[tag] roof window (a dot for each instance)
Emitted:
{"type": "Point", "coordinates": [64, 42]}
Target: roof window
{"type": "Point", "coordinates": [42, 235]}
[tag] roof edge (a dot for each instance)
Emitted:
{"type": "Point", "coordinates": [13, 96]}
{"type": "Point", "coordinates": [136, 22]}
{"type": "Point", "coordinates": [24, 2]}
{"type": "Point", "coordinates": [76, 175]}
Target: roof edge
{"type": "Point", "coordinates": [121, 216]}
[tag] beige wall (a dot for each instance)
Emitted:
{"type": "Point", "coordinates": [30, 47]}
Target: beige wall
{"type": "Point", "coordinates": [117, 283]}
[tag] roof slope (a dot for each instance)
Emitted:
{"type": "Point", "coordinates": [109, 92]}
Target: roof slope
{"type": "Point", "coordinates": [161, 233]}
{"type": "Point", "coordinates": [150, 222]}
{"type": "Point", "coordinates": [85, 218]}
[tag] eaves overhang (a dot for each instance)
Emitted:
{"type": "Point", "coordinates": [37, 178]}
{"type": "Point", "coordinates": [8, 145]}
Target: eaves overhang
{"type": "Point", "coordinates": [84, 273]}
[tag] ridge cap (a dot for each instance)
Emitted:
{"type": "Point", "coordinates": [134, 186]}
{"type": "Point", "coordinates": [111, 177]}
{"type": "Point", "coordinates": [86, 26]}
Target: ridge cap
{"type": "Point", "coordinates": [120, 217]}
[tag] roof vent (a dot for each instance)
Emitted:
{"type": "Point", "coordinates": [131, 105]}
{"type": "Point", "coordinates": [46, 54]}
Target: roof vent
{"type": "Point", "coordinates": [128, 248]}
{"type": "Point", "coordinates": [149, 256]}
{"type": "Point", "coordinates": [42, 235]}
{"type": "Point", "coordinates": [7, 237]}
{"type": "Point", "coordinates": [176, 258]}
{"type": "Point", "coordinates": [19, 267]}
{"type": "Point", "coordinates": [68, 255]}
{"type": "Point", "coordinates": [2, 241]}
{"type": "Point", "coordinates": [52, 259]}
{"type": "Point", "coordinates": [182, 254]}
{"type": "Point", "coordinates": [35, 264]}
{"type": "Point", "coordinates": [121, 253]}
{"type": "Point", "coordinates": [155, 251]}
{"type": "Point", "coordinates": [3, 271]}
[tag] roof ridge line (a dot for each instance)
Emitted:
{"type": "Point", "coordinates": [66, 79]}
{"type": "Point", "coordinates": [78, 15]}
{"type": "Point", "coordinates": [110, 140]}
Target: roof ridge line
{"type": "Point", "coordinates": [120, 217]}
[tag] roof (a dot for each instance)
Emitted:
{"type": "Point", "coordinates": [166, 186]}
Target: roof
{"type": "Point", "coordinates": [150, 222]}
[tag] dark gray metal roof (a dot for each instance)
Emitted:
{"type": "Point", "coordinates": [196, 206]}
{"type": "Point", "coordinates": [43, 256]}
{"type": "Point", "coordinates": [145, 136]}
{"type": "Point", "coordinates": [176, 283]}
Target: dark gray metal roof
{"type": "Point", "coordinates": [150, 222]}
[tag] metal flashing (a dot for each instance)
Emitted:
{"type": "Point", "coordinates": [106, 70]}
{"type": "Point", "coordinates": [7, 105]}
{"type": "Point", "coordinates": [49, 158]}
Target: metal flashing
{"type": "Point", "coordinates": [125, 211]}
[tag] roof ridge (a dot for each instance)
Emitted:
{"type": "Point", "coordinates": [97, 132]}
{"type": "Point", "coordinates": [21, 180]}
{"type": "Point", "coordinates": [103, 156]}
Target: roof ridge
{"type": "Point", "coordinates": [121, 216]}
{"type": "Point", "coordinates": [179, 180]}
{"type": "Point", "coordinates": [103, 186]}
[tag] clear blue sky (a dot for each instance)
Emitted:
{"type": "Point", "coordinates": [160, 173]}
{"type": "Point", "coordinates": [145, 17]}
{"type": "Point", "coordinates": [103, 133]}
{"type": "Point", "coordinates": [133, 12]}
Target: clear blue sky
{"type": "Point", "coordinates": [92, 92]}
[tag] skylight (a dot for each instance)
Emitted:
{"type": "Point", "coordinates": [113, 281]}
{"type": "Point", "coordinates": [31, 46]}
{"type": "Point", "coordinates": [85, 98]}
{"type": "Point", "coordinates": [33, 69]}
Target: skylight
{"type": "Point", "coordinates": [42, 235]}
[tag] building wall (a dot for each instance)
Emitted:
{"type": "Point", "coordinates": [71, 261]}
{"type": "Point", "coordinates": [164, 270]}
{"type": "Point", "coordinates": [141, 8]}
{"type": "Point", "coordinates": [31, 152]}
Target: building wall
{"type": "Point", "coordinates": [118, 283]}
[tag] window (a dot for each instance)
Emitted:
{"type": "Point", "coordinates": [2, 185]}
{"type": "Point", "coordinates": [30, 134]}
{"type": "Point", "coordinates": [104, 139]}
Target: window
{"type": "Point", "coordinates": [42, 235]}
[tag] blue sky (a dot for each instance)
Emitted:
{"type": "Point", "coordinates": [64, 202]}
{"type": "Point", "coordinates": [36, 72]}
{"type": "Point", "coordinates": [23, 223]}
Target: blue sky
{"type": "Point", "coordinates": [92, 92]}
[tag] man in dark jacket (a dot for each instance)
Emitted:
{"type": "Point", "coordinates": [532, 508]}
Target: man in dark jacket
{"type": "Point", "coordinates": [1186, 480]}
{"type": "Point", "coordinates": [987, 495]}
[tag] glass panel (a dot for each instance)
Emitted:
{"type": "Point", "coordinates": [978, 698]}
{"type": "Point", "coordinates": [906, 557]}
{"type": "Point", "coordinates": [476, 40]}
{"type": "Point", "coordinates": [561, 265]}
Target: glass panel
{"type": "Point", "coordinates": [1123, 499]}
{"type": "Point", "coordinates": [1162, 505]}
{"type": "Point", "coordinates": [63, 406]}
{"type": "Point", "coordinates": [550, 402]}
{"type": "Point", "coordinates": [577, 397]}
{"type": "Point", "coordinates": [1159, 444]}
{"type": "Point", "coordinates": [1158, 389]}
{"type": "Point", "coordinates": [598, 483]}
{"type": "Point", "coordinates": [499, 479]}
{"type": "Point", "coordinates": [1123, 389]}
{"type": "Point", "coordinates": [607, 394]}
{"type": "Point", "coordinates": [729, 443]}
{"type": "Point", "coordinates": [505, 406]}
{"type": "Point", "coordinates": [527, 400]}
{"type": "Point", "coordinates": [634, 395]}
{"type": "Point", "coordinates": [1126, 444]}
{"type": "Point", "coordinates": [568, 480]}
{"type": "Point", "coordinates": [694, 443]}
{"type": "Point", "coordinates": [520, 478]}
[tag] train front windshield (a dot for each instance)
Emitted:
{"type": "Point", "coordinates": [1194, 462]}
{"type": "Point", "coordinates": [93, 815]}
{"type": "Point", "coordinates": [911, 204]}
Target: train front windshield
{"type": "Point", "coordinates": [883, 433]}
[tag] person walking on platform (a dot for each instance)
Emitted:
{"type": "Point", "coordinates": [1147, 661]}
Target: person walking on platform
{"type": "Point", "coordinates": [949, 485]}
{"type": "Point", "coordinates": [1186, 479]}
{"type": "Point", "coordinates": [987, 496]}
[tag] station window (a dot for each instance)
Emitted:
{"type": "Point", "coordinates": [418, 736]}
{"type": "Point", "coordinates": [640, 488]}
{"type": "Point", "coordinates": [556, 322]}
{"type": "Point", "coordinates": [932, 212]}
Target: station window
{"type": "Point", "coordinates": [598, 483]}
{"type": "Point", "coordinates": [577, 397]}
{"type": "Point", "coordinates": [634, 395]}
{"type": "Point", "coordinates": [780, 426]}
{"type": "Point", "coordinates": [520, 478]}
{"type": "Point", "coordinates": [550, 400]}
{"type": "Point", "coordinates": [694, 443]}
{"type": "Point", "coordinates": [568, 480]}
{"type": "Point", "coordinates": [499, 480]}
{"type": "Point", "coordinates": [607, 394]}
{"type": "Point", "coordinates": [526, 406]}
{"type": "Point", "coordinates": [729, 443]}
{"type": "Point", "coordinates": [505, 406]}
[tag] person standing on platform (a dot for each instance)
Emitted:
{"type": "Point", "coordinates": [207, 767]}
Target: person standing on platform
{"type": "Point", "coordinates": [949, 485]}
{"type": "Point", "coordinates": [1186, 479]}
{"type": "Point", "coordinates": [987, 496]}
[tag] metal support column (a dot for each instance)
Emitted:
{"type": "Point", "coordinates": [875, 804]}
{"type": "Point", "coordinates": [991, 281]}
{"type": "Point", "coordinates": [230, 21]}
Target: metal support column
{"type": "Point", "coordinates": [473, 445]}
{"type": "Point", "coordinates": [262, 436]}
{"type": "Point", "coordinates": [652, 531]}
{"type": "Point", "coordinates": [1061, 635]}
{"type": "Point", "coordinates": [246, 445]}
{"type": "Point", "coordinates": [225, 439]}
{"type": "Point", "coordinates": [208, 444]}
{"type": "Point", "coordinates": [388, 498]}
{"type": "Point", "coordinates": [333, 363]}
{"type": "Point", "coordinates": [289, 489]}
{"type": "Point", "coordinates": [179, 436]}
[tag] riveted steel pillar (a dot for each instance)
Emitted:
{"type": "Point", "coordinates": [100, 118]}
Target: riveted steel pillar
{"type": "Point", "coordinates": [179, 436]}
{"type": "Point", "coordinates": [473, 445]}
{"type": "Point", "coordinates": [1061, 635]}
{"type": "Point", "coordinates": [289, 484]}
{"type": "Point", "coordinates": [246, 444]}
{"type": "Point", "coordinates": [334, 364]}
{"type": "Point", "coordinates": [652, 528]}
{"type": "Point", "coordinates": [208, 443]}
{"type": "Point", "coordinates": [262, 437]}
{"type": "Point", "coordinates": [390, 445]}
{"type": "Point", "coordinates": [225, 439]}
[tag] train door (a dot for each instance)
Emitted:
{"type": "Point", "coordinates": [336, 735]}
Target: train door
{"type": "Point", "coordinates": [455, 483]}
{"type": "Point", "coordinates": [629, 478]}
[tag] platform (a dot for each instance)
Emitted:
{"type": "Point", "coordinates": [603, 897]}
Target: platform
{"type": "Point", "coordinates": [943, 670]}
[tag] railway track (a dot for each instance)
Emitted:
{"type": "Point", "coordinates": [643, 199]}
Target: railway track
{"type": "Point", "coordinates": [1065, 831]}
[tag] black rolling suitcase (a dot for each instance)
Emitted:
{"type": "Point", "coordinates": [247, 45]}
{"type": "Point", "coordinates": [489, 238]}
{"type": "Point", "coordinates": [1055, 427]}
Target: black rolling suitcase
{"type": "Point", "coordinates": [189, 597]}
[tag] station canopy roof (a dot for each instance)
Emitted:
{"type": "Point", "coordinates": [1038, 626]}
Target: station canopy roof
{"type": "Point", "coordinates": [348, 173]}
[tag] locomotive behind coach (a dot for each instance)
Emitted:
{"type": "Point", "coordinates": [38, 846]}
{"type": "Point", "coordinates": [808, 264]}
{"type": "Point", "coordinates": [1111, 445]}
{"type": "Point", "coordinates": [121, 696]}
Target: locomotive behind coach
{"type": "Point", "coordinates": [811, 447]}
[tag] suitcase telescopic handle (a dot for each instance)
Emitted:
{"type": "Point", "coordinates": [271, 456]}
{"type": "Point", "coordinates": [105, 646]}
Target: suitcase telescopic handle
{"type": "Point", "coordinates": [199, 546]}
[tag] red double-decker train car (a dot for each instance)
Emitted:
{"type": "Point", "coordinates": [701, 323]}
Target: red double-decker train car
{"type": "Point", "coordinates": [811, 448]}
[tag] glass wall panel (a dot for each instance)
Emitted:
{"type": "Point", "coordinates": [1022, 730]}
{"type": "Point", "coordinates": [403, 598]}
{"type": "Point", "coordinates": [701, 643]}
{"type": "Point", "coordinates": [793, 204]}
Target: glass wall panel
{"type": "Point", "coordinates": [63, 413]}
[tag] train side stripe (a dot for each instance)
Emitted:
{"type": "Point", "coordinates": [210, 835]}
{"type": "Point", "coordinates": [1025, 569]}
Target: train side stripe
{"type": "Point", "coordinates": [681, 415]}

================================

### [PROBLEM]
Copy the records word for word, starting at the line that contains "[tag] train side" and continuing through the last line of the records, including both ends.

### [EXERCISE RESULT]
[tag] train side stripe (a dot for each instance)
Emitted:
{"type": "Point", "coordinates": [210, 835]}
{"type": "Point", "coordinates": [1025, 569]}
Target: train side stripe
{"type": "Point", "coordinates": [681, 415]}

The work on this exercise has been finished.